• Your goal:
Every line below between the one holding "column 64, row 101" and the one holding "column 76, row 19", inclusive, should be copied exactly, and no other line.
********************
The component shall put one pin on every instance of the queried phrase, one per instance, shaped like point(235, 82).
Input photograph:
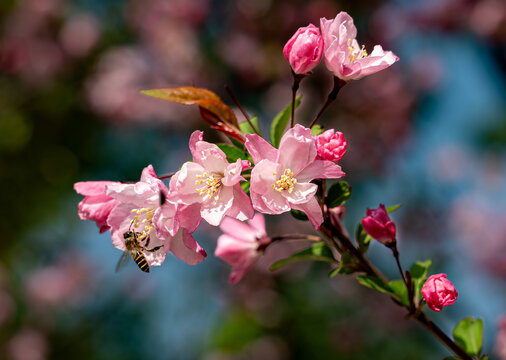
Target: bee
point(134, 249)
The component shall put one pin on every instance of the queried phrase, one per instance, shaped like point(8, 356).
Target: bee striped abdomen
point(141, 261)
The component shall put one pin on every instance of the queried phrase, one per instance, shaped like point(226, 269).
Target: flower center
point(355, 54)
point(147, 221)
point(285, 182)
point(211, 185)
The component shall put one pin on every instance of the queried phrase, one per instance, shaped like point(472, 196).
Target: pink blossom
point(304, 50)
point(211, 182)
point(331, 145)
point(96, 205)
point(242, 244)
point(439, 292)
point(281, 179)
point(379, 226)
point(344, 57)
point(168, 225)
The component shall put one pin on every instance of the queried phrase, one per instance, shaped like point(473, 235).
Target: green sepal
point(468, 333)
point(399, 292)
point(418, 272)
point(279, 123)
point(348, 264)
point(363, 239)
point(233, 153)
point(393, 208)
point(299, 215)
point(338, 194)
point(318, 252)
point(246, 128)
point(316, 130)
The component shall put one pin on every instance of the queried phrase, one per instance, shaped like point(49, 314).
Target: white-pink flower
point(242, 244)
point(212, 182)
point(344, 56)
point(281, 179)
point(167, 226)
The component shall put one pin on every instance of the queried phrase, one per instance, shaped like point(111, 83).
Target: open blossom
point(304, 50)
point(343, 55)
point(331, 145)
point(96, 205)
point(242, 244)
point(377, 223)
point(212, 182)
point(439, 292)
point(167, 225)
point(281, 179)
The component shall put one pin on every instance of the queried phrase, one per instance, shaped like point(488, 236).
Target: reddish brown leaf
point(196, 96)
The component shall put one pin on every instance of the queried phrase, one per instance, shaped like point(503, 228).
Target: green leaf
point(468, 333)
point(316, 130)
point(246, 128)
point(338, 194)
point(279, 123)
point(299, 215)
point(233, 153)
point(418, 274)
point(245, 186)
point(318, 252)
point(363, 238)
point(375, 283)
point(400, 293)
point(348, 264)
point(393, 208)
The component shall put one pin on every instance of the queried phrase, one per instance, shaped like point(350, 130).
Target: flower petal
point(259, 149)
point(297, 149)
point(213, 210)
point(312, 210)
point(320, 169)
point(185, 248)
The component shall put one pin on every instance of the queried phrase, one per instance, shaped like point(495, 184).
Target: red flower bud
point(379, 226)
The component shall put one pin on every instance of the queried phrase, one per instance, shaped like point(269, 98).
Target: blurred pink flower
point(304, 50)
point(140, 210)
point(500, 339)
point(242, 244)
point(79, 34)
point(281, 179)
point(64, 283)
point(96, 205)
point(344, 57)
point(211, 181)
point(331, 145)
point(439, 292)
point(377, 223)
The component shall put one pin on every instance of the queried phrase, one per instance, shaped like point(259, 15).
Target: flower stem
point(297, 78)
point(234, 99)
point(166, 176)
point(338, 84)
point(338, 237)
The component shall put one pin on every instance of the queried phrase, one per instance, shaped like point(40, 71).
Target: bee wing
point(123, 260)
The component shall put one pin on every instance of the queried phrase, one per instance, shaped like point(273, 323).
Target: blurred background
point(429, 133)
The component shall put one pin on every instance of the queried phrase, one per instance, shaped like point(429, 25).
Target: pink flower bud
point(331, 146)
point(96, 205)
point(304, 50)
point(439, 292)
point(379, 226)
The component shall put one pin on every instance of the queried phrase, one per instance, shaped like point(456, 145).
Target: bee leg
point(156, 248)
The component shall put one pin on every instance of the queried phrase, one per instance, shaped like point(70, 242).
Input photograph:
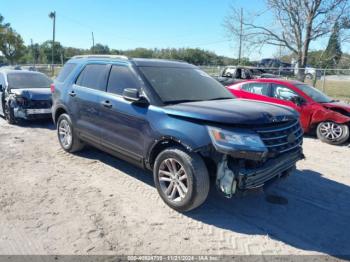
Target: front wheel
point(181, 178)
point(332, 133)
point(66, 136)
********************
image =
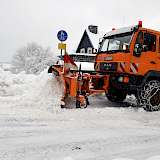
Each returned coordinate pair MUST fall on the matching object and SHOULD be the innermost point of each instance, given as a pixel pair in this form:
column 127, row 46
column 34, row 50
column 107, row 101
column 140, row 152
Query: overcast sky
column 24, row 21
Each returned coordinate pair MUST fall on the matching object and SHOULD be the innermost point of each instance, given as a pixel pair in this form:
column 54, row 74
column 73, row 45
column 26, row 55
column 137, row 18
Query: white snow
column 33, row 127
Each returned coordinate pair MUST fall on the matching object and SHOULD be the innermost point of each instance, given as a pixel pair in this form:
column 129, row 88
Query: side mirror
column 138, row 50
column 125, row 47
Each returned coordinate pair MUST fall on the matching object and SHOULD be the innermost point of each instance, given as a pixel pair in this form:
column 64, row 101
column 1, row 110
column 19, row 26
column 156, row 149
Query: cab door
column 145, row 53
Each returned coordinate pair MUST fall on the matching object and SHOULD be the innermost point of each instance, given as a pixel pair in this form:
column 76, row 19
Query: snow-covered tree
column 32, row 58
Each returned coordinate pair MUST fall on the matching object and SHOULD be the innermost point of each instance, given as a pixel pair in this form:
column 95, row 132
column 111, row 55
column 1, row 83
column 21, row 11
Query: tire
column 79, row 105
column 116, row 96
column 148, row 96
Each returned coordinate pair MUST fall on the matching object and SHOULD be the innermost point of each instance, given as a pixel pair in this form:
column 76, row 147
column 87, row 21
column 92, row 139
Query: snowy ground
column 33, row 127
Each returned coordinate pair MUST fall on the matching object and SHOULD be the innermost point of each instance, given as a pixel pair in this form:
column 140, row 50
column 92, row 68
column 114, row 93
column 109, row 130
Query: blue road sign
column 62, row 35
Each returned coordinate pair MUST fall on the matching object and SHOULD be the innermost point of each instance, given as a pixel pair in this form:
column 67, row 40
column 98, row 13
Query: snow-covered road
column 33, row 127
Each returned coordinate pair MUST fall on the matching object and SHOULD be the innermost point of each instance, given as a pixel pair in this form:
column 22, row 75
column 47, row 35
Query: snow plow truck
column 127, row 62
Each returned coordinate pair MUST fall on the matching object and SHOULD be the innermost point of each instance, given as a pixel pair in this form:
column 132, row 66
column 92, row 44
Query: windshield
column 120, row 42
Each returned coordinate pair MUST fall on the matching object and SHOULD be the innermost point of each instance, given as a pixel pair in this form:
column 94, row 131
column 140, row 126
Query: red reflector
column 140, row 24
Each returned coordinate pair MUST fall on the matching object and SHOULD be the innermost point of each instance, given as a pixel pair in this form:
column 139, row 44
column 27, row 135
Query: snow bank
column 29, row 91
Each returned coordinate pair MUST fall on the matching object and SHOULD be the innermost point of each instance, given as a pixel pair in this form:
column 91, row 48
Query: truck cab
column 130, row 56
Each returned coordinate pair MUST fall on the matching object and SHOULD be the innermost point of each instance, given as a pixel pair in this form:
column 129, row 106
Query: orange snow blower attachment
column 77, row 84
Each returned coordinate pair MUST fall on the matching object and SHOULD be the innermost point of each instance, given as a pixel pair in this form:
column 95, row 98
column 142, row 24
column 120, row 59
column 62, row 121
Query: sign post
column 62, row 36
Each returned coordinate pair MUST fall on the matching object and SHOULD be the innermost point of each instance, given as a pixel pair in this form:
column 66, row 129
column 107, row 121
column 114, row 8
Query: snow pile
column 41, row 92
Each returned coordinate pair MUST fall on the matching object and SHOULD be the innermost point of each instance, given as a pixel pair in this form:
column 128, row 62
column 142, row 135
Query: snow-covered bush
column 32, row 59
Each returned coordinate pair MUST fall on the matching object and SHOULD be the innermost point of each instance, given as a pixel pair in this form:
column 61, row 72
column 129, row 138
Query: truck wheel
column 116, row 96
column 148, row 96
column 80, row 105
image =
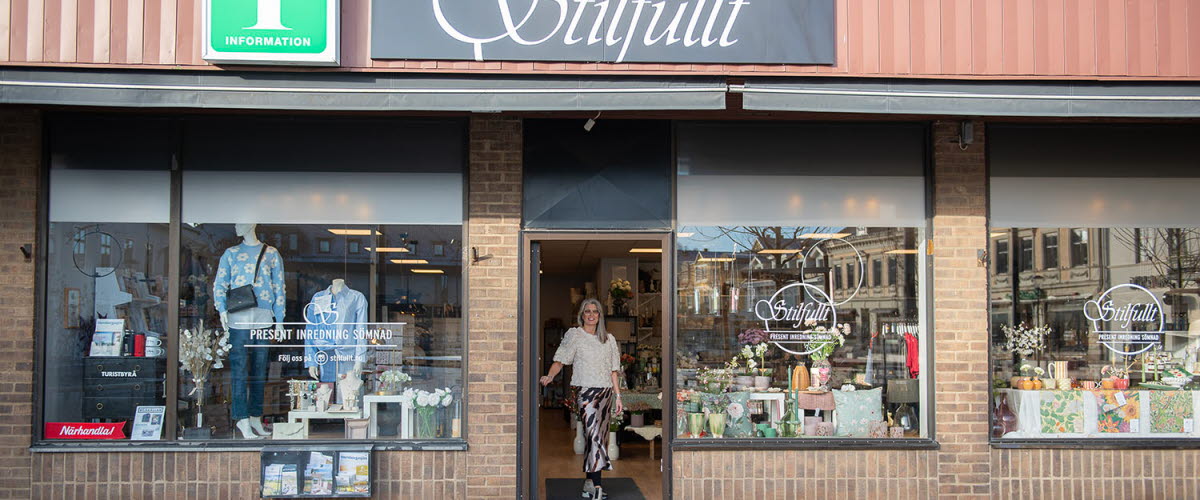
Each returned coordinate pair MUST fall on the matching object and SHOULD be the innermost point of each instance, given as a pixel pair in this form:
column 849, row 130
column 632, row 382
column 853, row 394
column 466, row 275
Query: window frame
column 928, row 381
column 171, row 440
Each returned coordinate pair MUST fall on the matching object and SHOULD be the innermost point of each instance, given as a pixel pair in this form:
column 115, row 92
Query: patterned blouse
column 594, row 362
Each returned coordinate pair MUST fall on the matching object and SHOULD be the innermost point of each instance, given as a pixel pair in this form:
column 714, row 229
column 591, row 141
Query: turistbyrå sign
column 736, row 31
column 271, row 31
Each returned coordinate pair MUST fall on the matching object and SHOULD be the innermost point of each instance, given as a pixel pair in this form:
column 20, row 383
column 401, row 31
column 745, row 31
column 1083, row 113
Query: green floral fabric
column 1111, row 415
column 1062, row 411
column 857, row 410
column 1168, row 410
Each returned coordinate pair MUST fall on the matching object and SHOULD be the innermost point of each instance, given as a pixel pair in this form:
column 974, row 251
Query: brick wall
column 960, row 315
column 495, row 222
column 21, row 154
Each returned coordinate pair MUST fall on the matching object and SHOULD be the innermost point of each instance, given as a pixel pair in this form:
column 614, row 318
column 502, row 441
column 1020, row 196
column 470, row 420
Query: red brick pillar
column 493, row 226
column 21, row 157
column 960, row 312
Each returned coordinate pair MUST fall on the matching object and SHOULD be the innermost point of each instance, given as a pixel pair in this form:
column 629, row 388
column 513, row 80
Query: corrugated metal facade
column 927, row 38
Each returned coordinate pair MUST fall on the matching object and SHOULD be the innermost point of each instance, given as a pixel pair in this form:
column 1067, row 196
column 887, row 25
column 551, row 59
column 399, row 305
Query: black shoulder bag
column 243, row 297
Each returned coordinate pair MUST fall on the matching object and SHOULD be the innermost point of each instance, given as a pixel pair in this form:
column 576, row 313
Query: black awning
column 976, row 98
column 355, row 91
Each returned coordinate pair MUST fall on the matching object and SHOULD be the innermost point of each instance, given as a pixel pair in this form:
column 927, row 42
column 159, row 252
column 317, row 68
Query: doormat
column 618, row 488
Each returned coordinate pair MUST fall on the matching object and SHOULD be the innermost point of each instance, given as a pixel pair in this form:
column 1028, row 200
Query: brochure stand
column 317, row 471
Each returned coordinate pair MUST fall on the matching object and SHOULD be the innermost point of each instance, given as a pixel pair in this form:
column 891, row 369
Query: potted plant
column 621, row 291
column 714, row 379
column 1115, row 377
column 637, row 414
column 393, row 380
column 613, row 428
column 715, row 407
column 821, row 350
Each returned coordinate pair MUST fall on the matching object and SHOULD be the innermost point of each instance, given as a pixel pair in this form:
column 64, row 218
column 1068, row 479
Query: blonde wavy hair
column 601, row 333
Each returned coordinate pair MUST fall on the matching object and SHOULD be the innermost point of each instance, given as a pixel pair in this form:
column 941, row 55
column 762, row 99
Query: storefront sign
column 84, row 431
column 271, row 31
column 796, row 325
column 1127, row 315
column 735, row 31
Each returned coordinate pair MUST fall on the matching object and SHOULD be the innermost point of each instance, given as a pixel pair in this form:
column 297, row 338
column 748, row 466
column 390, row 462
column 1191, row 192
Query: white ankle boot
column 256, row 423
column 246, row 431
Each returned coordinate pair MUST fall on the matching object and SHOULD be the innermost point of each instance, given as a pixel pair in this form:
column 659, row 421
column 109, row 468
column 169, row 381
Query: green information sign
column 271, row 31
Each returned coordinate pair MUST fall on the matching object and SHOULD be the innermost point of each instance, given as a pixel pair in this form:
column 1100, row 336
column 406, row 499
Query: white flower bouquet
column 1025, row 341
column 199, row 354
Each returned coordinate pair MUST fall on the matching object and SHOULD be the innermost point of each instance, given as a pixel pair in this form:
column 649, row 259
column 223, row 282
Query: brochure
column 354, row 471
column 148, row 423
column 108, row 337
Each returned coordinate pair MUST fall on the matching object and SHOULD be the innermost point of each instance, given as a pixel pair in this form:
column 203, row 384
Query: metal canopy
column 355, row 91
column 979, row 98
********************
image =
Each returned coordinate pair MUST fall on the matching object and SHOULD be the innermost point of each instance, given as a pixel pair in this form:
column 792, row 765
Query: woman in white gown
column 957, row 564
********************
• Task solution:
column 64, row 101
column 1, row 110
column 19, row 26
column 156, row 149
Query: cab door
column 145, row 53
Each returned coordinate pair MUST fall on the matching object and SHOULD be the innermost point of each instance, given as a pixel pair in this form:
column 76, row 19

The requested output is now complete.